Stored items

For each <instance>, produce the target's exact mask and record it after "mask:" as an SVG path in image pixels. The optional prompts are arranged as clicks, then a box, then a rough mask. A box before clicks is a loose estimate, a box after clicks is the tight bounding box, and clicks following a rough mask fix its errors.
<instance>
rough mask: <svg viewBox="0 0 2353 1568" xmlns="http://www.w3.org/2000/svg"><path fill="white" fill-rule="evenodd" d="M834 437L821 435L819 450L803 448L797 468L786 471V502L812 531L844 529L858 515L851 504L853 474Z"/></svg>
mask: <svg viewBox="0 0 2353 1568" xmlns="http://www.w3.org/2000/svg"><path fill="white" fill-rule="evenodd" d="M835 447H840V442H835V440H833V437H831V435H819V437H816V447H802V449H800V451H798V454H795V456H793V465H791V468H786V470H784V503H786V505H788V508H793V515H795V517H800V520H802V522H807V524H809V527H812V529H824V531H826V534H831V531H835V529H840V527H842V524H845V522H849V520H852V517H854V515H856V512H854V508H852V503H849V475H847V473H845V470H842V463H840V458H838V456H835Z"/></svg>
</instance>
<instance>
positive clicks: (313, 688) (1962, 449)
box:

Required action:
Repeat the line containing "</instance>" and all subsequent lines through the final line of the data, exactly and with no others.

Exercise solution:
</instance>
<instance>
positive clicks: (313, 688) (1962, 449)
box:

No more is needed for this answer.